WHAT THE TASK ASKS => Retype without alteration everything from the row containing "it for chest" down to the row containing "[342,71,463,213]", both of those rows included.

(Excerpts from a detection dataset)
-*-

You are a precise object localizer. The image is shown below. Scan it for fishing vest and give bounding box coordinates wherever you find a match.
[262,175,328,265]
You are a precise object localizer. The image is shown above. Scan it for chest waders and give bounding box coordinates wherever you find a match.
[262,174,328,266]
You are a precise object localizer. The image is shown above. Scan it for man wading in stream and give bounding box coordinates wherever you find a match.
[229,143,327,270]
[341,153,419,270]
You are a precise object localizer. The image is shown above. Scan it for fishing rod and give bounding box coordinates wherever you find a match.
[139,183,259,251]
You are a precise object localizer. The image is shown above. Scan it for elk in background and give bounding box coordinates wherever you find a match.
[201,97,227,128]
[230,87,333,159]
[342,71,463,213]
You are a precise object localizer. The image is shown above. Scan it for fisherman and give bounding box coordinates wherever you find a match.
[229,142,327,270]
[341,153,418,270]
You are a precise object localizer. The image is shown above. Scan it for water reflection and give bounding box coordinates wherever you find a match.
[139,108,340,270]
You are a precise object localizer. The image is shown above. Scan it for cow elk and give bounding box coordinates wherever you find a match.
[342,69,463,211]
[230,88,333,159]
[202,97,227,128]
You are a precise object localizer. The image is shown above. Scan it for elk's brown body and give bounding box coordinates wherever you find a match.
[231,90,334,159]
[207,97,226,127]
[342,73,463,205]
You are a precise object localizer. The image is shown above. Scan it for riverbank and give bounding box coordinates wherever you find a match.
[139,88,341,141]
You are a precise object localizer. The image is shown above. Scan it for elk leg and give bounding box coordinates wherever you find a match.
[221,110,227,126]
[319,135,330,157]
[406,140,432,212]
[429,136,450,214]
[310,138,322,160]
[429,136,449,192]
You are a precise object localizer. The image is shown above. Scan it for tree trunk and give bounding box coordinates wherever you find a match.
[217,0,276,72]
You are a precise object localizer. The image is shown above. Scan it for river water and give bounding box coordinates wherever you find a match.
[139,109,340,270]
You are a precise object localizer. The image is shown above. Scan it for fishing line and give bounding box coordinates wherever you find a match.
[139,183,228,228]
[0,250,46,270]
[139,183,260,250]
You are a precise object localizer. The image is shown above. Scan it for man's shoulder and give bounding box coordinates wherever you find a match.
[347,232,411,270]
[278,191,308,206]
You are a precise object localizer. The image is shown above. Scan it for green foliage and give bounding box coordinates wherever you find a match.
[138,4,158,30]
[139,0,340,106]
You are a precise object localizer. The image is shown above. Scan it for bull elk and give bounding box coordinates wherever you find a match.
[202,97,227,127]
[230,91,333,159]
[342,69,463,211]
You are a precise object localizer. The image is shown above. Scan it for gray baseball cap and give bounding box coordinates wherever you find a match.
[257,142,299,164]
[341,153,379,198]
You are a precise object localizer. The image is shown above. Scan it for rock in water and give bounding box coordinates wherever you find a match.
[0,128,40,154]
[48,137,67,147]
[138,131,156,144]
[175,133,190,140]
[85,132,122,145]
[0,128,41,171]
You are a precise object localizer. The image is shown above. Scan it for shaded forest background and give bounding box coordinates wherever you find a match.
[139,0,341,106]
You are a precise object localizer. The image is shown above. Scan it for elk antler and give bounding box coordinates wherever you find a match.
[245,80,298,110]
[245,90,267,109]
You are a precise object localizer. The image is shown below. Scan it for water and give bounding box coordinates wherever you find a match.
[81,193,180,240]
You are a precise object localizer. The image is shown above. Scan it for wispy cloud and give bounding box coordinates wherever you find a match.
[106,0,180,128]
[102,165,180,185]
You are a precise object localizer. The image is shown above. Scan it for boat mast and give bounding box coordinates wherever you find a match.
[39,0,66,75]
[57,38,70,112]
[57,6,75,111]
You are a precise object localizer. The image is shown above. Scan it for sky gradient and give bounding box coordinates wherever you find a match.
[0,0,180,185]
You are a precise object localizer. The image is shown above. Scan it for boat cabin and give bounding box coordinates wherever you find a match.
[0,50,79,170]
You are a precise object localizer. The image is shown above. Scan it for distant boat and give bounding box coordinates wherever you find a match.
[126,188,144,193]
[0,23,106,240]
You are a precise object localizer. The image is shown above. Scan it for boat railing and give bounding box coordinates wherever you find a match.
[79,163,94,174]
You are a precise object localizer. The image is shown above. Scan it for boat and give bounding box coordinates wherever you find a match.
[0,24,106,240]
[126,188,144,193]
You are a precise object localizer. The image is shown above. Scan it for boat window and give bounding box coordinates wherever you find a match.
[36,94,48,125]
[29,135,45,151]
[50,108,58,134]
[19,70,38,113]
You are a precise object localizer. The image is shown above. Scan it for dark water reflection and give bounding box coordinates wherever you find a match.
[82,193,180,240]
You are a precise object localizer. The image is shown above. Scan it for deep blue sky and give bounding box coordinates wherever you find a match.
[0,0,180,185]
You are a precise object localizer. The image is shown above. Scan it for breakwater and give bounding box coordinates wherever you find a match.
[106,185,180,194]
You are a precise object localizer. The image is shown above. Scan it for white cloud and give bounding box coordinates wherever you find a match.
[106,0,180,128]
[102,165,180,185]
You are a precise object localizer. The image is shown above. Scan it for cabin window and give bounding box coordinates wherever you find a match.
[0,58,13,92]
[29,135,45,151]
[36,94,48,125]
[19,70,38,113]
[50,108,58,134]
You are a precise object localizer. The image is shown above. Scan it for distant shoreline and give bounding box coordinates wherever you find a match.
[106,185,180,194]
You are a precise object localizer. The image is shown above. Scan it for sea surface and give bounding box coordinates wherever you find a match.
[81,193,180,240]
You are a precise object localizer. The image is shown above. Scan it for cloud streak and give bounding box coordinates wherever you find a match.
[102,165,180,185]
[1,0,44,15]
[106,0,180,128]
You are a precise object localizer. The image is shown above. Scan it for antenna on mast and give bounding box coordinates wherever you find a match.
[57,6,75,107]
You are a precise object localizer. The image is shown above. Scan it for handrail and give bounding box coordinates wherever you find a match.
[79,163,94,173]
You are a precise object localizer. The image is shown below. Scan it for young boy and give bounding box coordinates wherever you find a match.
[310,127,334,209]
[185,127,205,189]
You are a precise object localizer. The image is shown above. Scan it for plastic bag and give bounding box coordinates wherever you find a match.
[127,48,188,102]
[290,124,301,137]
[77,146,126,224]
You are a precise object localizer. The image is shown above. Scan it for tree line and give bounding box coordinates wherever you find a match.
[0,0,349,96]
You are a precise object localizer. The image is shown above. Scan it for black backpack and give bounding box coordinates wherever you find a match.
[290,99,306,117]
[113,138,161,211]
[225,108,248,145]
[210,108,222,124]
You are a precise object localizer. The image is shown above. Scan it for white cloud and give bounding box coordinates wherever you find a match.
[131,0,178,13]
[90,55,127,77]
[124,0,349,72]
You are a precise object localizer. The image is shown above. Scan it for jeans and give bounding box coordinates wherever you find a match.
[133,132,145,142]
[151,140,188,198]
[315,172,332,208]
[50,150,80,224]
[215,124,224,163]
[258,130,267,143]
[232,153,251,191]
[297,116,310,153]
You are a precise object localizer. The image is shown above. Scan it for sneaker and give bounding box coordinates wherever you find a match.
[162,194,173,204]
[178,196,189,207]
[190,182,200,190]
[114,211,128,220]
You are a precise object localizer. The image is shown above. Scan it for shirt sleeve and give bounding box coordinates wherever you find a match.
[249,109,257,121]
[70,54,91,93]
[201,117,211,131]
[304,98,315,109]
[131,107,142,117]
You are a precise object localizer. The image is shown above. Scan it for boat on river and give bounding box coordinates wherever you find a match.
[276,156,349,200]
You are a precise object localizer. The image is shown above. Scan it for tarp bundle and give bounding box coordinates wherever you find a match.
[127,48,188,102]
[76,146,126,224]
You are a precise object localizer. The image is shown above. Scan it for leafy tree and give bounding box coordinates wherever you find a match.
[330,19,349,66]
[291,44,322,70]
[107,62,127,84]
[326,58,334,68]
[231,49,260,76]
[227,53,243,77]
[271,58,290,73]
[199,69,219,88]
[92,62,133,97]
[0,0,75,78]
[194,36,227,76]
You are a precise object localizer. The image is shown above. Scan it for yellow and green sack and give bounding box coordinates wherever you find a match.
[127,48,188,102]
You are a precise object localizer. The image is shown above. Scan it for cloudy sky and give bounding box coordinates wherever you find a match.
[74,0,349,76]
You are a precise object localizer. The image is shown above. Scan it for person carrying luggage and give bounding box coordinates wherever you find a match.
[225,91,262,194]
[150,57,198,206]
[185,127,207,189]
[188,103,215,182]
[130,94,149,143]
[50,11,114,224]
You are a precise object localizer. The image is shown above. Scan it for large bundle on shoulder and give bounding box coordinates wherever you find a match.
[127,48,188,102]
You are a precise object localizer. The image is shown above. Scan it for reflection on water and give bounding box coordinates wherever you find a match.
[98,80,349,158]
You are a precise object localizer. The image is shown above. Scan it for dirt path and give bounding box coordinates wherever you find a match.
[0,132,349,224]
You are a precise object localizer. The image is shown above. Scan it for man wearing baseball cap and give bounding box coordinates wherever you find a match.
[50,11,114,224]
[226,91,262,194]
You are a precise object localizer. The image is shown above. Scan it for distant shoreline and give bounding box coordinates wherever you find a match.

-*-

FINISHED TASK =>
You are a precise object localizer. The image is shown above. Scan it for chest waders and give bounding box coordinates wherever you find a match.
[262,174,328,266]
You are a precise object localizer. The image is shown above. Scan it for man wading in stream and give bounding box coordinates wherever you find a match.
[229,143,327,270]
[341,153,419,270]
You are a precise object localizer. The image is shown above. Scan it for fishing rod and give bounding box coordinates wherever you find a match.
[139,183,259,251]
You are a precise object localizer. The image is shown above. Scan it for elk in background and give bounding box coordinates wherever you find a match.
[201,97,227,128]
[230,87,333,159]
[342,71,463,213]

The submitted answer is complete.